What you will do:
A. According to the passage on chicken and cattle genome datasets, how many core hours did processing the genomes take?
B. From the passage on chicken and cattle genome datasets, copy word for word the part that begins at the words "Large-scale genomic datasets, processed" and stops after "in reference panels.".
C. Write what comes next in the passage on chicken and cattle genome datasets, picking up right after its last sentence.

Supplied passage:
---------------

This project has leveraged a state-of-the-art pipeline deployed on the SuperMUC-NG to assemble large genomic datasets for chickens and cattle.

Chicken Dataset [3]:

• 4,392 genomes encompassing domesticated chickens, red junglefowl subspecies, and congeneric Gallus species.
• Diverse geographical origins representing commercial birds, experimental lines, and local breeds.
• ~50 ancient genomes reveal past genetic diversity and inform domestication history.

Cattle Dataset:

• 128 newly generated genomes from 32 diverse African populations.
• Integrated with publicly available data for a total of 3,527 genomes.

These comprehensive datasets enable deeper understanding of genetic diversity, adaptation, and evolutionary history in both species, informing sustainable management strategies.

Data processing pipeline

To ensure uniformity across all samples, the entire dataset was subjected to a state-of-the-art genomic pipeline on the SuperMUC-NG computing cluster. The processing of these genomes required ~25 M core hours.

Imputation pipeline

Large-scale genomic datasets, processed on the SuperMUC-NG, were merged into reference panels containing tens of millions of genetic variants. These panels enable the deployment of low-coverage genome sequencing with imputation, a cost-effective tool for genomic-assisted breeding (genomic selection) in developing countries. Briefly, imputation computationally predicts missing genotypes based on known variants in reference panels.

---------------

Dataset entries:
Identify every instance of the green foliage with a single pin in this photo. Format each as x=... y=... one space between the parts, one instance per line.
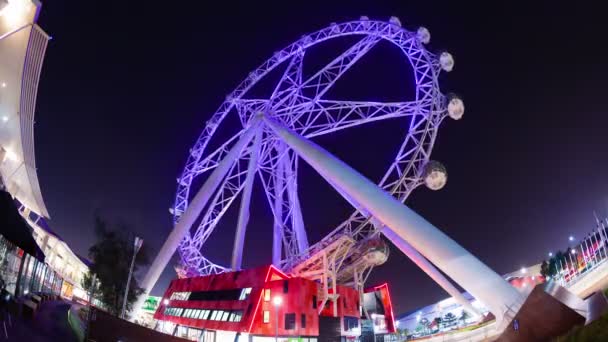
x=111 y=255
x=449 y=319
x=596 y=331
x=550 y=268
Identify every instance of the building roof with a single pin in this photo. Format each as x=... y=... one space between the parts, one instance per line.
x=14 y=228
x=22 y=48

---------------

Outputs in order:
A. About 25 million core hours.

B.
Large-scale genomic datasets, processed on the SuperMUC-NG, were merged into reference panels containing tens of millions of genetic variants. These panels enable the deployment of low-coverage genome sequencing with imputation, a cost-effective tool for genomic-assisted breeding (genomic selection) in developing countries. Briefly, imputation computationally predicts missing genotypes based on known variants in reference panels.

C.
Evaluating Imputation Accuracy

We assessed the performance of our reference panel for imputation. Traditionally, reliable genome data requires 10x coverage, exceeding €200 per sample. Using our imputation pipeline and reference panel, we achieved similar quality with 0.5x coverage. This will reduce the cost of generating genome data to less than €20 per sample. This significant cost reduction empowers animal breeders in developing countries to generate data for improving local breeds. This opens avenues for:

• Sustainable breeding: Selecting animals with desired traits based on their genetic makeup, leading to improved productivity and adaptation.
• Preserving diversity: Characterizing and conserving genetic diversity within local breeds, ensuring their resilience to future challenges.
• Empowering local communities: Enabling farmers to make informed breeding decisions and enhance their livelihoods.

By facilitating cost-effective genomic data generation, this approach holds immense potential for advancing sustainable livestock management and empowering developing communities.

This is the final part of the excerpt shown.